EXERCISE INSTRUCTIONS – Every line of the material below must be repeated exactly.
[start TASK INPUT]
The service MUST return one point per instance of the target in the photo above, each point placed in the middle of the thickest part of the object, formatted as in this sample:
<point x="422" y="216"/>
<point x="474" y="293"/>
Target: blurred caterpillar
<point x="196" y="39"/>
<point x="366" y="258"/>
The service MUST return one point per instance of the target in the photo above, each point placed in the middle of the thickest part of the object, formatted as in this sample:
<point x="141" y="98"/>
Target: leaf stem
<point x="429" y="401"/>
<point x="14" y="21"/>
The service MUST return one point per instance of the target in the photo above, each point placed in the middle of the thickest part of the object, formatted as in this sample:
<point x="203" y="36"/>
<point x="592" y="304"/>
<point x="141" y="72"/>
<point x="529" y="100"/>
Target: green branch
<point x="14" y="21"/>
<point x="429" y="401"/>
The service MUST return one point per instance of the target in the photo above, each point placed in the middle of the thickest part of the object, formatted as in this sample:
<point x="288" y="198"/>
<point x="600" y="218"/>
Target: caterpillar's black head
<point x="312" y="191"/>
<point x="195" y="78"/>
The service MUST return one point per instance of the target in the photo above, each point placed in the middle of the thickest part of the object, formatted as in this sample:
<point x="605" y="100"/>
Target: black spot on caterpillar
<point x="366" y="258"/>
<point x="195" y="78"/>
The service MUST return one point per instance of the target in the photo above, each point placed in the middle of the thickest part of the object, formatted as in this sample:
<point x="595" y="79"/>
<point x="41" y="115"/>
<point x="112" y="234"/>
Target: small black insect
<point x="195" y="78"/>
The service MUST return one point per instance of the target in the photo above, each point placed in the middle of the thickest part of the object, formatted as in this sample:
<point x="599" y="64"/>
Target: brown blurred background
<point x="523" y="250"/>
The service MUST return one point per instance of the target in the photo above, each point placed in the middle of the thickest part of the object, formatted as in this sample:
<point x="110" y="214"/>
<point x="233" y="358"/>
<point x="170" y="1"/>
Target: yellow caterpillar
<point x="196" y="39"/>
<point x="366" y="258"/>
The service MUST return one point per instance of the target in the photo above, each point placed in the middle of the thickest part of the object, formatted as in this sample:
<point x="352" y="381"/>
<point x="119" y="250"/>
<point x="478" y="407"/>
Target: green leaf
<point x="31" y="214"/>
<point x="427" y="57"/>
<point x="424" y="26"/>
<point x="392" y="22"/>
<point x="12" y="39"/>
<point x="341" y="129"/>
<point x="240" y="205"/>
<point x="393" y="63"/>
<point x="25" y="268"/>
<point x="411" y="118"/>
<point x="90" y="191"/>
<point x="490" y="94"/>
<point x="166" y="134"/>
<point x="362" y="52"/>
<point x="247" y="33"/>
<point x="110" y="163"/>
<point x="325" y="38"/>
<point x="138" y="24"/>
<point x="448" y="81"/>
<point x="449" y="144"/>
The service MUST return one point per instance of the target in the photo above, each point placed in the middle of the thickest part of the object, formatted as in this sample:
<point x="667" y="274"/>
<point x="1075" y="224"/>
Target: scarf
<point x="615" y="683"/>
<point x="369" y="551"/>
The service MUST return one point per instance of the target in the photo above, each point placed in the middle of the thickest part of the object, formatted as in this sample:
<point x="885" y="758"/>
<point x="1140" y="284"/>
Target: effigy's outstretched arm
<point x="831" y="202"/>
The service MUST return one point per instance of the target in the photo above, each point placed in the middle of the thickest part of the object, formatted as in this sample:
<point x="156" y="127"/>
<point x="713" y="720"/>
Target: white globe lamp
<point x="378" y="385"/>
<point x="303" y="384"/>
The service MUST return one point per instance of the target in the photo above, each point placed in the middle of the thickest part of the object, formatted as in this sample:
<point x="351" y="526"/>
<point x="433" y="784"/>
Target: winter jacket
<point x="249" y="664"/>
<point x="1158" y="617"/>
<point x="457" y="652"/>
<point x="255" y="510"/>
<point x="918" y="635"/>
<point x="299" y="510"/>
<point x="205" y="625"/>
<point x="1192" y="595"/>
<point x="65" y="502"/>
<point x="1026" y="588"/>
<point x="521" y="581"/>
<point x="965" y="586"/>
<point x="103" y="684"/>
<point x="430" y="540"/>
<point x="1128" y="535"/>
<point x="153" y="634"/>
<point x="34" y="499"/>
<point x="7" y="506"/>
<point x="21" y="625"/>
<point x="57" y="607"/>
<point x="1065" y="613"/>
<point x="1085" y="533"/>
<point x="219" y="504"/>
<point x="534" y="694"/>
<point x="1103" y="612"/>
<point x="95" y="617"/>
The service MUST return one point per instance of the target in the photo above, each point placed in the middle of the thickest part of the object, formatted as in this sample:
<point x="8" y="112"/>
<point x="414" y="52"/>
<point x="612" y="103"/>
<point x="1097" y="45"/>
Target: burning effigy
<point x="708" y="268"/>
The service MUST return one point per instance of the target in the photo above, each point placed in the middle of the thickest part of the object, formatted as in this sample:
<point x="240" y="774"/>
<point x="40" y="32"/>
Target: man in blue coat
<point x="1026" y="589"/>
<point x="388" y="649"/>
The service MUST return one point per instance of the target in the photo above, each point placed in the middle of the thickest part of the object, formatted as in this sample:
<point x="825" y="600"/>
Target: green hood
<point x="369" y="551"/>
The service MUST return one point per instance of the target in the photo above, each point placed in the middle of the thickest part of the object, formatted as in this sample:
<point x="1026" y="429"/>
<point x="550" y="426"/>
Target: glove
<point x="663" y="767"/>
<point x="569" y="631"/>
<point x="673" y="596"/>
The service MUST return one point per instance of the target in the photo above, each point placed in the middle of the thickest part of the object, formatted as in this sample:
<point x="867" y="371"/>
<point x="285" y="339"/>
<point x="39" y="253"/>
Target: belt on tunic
[end TASK INPUT]
WRITTEN ANSWER –
The service MUST return one point per instance of the target in the photo above, each point placed in the middle of the thickest part of the object, formatted as in this sample:
<point x="422" y="216"/>
<point x="474" y="293"/>
Target: blurred caterpillar
<point x="196" y="39"/>
<point x="366" y="258"/>
The service MUST return one point per instance of the target in the photo above, each point placed in the middle of the thickest part of the object, formatted as in this sample:
<point x="141" y="98"/>
Target: leaf stem
<point x="429" y="401"/>
<point x="14" y="21"/>
The service MUST return one point per instance of the target in the photo above, each point placed in the middle of the thickest part of the object, formatted as in this sample:
<point x="203" y="36"/>
<point x="592" y="304"/>
<point x="141" y="72"/>
<point x="529" y="100"/>
Target: green branch
<point x="14" y="21"/>
<point x="429" y="401"/>
The service MUST return one point per instance of the target in the photo above, each point placed in the middle of the thickest part of the object, formatted as in this sample:
<point x="288" y="198"/>
<point x="600" y="218"/>
Target: caterpillar's black head
<point x="312" y="191"/>
<point x="195" y="78"/>
The service MUST return one point per instance of the target in the photo above, each point placed in the middle of the thickest part of the object, formatted as in this sample:
<point x="605" y="100"/>
Target: black spot on caterpillar
<point x="366" y="258"/>
<point x="195" y="78"/>
The service MUST return one point per instance of the target in the photo above, each point placed in the middle of the thickest part of the object, formatted as in this sample:
<point x="595" y="79"/>
<point x="41" y="115"/>
<point x="112" y="234"/>
Target: small black insect
<point x="195" y="78"/>
The service MUST return one point per instance of the target in the photo above, each point placed in the middle of the thickest part of the object, formatted as in this sample:
<point x="599" y="64"/>
Target: brown blurred background
<point x="523" y="250"/>
The service MUST return one point per instance of the target in the photo above, each point placed in the middle of the thickest part of the object, formatted as in this sample:
<point x="110" y="214"/>
<point x="233" y="358"/>
<point x="170" y="1"/>
Target: yellow caterpillar
<point x="196" y="39"/>
<point x="366" y="258"/>
The service MUST return one point per instance of the target in the photo above, each point placed in the middle of the thickest part of the object, formatted as in this sample:
<point x="352" y="381"/>
<point x="119" y="250"/>
<point x="478" y="407"/>
Target: green leaf
<point x="31" y="214"/>
<point x="427" y="57"/>
<point x="424" y="26"/>
<point x="392" y="22"/>
<point x="12" y="39"/>
<point x="341" y="129"/>
<point x="240" y="205"/>
<point x="393" y="63"/>
<point x="25" y="268"/>
<point x="411" y="118"/>
<point x="90" y="191"/>
<point x="490" y="94"/>
<point x="166" y="134"/>
<point x="362" y="52"/>
<point x="247" y="33"/>
<point x="110" y="163"/>
<point x="325" y="38"/>
<point x="138" y="24"/>
<point x="448" y="81"/>
<point x="449" y="144"/>
The service MUST return one point per instance of the target in the photo above, each point placed in the middle of the thickest part of the object, formatted as in this sample:
<point x="667" y="274"/>
<point x="1075" y="224"/>
Target: scarf
<point x="615" y="683"/>
<point x="369" y="551"/>
The service MUST return one point per instance of the target in the photo above, each point placed in the middle of the thickest part of the object, formatted as in this sample:
<point x="885" y="758"/>
<point x="1140" y="284"/>
Target: effigy's outstretched arm
<point x="831" y="202"/>
The service MUST return one point per instance of the target in the photo above, each point placed in the middle of the thickest part of the object, formatted as in this sample:
<point x="156" y="127"/>
<point x="713" y="720"/>
Target: white globe lamp
<point x="378" y="385"/>
<point x="303" y="384"/>
The service MUST return one point per instance of the target in the photo above, each point placed in the middle of the thickest part of the object, formatted as in this sample:
<point x="351" y="526"/>
<point x="433" y="784"/>
Target: winter jacket
<point x="249" y="664"/>
<point x="1158" y="617"/>
<point x="457" y="652"/>
<point x="255" y="510"/>
<point x="918" y="635"/>
<point x="299" y="510"/>
<point x="205" y="625"/>
<point x="1192" y="595"/>
<point x="65" y="502"/>
<point x="1026" y="588"/>
<point x="521" y="581"/>
<point x="965" y="586"/>
<point x="103" y="684"/>
<point x="430" y="540"/>
<point x="1128" y="535"/>
<point x="153" y="634"/>
<point x="34" y="499"/>
<point x="7" y="506"/>
<point x="21" y="625"/>
<point x="57" y="607"/>
<point x="1065" y="613"/>
<point x="1085" y="533"/>
<point x="219" y="504"/>
<point x="534" y="694"/>
<point x="1103" y="612"/>
<point x="95" y="617"/>
The service MUST return one point per instance of the target in the photo above, each point placed in the middle of the thickest part of the object, formatted as in this sample:
<point x="8" y="112"/>
<point x="414" y="52"/>
<point x="612" y="103"/>
<point x="1097" y="45"/>
Target: burning effigy
<point x="708" y="268"/>
The service MUST return one point per instance of the target in the photo above, each point placed in the middle of the thickest part of the object, formatted as in this sample:
<point x="240" y="774"/>
<point x="40" y="32"/>
Target: man in blue coat
<point x="1026" y="589"/>
<point x="388" y="649"/>
The service MUST return one point per instance of the target in the photo above, each point placed in the middle of the thickest part of the object, formatted as in this sample:
<point x="825" y="600"/>
Target: green hood
<point x="369" y="551"/>
The service MUST return one point per instance of the target in the photo above, each point placed in the middle of the thickest part of the object, formatted as in this sample:
<point x="1026" y="429"/>
<point x="550" y="426"/>
Target: glove
<point x="663" y="767"/>
<point x="569" y="631"/>
<point x="673" y="596"/>
The service MUST return one point per instance of the target in the photo above, each point placed in the middle of the thickest part of the object, formatted as in this sample:
<point x="867" y="371"/>
<point x="285" y="339"/>
<point x="39" y="253"/>
Target: belt on tunic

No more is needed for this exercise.